:: Task brief ::
Will you extract the entries word for word? Images should not appear in the copy.

(Records from a collection)

-------

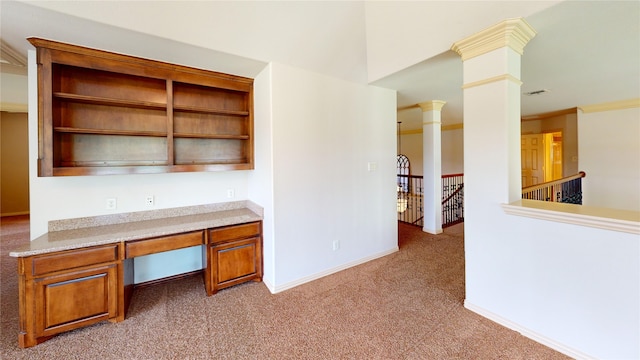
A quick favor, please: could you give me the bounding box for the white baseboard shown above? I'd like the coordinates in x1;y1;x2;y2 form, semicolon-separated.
262;276;275;293
464;301;596;360
268;247;399;294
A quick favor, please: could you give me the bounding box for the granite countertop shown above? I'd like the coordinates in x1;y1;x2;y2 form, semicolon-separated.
10;201;263;258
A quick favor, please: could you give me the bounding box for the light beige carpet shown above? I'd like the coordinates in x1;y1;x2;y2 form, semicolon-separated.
1;215;569;359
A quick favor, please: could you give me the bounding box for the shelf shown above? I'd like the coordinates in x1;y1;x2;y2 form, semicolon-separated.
173;132;249;140
54;92;167;111
52;165;174;176
59;160;169;167
32;37;254;176
175;159;249;165
54;127;167;137
173;105;248;116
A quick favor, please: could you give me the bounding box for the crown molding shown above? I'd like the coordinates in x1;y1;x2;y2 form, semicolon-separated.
578;98;640;114
443;123;463;131
0;39;27;75
0;102;28;113
451;18;537;61
521;107;577;121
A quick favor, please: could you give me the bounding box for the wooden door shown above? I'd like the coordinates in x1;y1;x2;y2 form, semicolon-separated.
521;134;544;187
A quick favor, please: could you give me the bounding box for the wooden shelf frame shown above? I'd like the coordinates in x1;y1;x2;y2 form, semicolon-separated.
31;37;254;177
53;92;168;111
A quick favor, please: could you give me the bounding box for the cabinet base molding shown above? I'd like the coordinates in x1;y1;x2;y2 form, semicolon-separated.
134;269;204;290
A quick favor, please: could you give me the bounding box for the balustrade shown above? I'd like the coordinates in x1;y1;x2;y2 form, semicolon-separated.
522;171;585;204
397;173;464;228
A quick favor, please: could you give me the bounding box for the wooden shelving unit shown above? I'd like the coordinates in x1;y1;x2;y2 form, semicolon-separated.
30;38;254;176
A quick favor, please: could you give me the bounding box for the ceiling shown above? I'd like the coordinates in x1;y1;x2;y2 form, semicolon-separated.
1;1;638;131
374;0;640;130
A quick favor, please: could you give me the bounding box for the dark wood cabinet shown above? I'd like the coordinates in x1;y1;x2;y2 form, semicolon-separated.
18;244;121;348
207;221;263;295
16;220;262;348
30;38;254;176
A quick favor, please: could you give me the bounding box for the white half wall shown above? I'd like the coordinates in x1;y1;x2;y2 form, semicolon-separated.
466;209;639;359
578;106;640;211
262;62;398;291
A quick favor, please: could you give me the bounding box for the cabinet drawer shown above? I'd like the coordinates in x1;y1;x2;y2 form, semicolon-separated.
125;230;204;258
32;244;119;276
209;222;261;244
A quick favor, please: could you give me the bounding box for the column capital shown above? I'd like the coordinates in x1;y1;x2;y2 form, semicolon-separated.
451;17;536;61
418;100;447;112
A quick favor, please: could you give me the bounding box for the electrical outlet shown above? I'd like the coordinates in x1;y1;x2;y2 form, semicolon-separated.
227;189;235;198
145;195;154;207
106;198;117;210
332;240;340;251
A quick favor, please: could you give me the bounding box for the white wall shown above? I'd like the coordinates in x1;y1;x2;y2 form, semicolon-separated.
399;127;464;177
521;113;579;177
465;122;639;357
466;211;639;359
399;132;423;176
248;64;276;289
29;50;399;289
442;128;464;175
579;106;640;211
461;44;639;359
0;73;28;111
261;62;398;291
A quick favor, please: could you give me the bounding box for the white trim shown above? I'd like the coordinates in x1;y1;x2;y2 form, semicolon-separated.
462;74;522;89
269;247;399;294
464;301;597;360
502;200;640;234
578;98;640;113
262;276;275;294
418;100;447;112
0;102;28;112
451;18;537;61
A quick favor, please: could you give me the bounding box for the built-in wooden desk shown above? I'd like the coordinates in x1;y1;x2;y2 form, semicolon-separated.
9;201;263;348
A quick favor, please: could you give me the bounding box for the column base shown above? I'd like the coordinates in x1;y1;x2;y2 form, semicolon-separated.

-------

:: Response below ::
A quick favor, please: could you give me the bounding box for the white baseboard shown above? I'd like the coordinates in x1;y1;x2;y2 form, semicolon-separated.
262;276;275;293
464;301;596;360
268;247;399;294
A quick favor, please: could you give me the bounding box for the granite countertop shown above? I'd like the coordinates in x1;y1;x2;y2 form, semicolon-separated.
10;201;263;258
A quick favor, please: could you give me the bounding box for the light beige carpet shown above? I'd like the coordinates in x1;y1;x2;y2 form, semicolon-separated.
1;215;569;359
A quick favor, please: could you give me the bounding box for the shelf shown above? I'd like the coordinates in x1;y1;x2;y2 form, semicolon-separated.
173;132;249;140
54;92;167;111
52;165;174;176
59;160;169;167
32;37;254;176
175;159;249;165
54;127;167;137
173;105;248;116
A quick favor, please: could you give me the bounding box for the crown molding shown above? I'd like the coordinates in x1;y1;x2;y2 form, semicolon-separated.
578;98;640;114
443;123;463;131
0;39;27;75
0;102;28;113
451;18;537;61
521;107;577;121
A quick favor, please: could you give me the bounding box for the wooden door shown above? I'd like the coordinates in x1;y1;x2;y2 form, semicolon-separated.
521;134;544;187
A quick favor, please: could you give me the bounding box for the wooden shelf frame shown above? I'd like the coordinates in x1;y1;x2;y2 form, semicolon-separated.
31;37;254;177
53;92;168;111
A quick favor, please: could you give me the bounding box for the cabinet base molding shown above? I'd like the coordinates in x1;y1;x2;y2 form, semicolon-separated.
134;269;204;290
A quick favor, please: could you give me the bounding box for the balustrade shown above? I'd like the coordinates in x1;y1;x2;y2 form, semicolon-separated.
522;171;585;204
397;173;464;228
A quick favor, please: could you give me the bounding box for the wooden shelving unit shown above? I'd like the coordinates in x1;y1;x2;y2 form, semicolon-separated.
30;38;254;176
A quick favor, please: could you give me the bounding box for the ceiling shown above? I'd like the coordinates in x1;y1;x2;y2 form, semicolon-separated.
1;1;638;131
374;0;640;130
A quick favor, please: could you give me the bounding box for the dark wood cabinet shown above? I'd like the coordinates in x1;y1;x2;y2 form, semicolon-separated.
18;244;121;348
207;221;263;295
16;220;262;348
30;38;254;176
A quick favor, please: could you give me the bounding box for the white half wall shown above? I'd like the coordinates in x1;y1;x2;y2 form, semicolon-separated.
466;209;639;359
578;106;640;211
262;62;398;291
A quick favor, please: could you give me the bounding box for the cabinet drawer shown above? I'd like the coordinates in x1;y1;x2;y2 form, semicolon-separated.
125;230;204;258
32;244;119;276
209;222;261;244
A quick favor, please: could you give me the bounding box for the column capital shown above? I'd like the coordinates in x1;y1;x2;y2 form, semicolon-separated.
451;17;536;61
418;100;447;112
A quick favor, please: could you give me the bounding box for the electrical outlet shown above? I'd like the coordinates in x1;y1;x2;y2 form, semicolon-separated.
227;189;235;198
145;195;154;207
106;198;117;210
332;240;340;251
A quick favor, please: could you give me the bounding box for the white wall shown above? I'd like the coordinates in x1;y1;x2;y2 form, semicolon-separated.
399;127;464;177
521;113;579;177
465;122;639;357
466;211;639;359
399;132;423;176
248;64;276;289
29;50;399;289
442;128;464;175
579;106;640;211
461;44;639;359
0;73;28;111
261;62;398;291
A quick favor, please: could you give me the bounding box for the white trim shown above? I'd like the coordinates in x1;y1;x2;y2 form, semicolon-separated.
462;74;522;89
269;247;399;294
464;301;597;360
502;200;640;234
578;98;640;113
262;276;275;294
418;100;447;112
0;102;28;112
451;18;537;61
A quick favor, please: could you give me the bounding box for the built-in wooden desk shown above? I'd like the coordinates in x1;y1;x2;y2 form, semicolon-separated.
9;201;263;348
A quick favor, please: could you give me the bounding box for the column base shown above? I'd like the coordinates in x1;y1;x2;y2 form, semicolon-separated.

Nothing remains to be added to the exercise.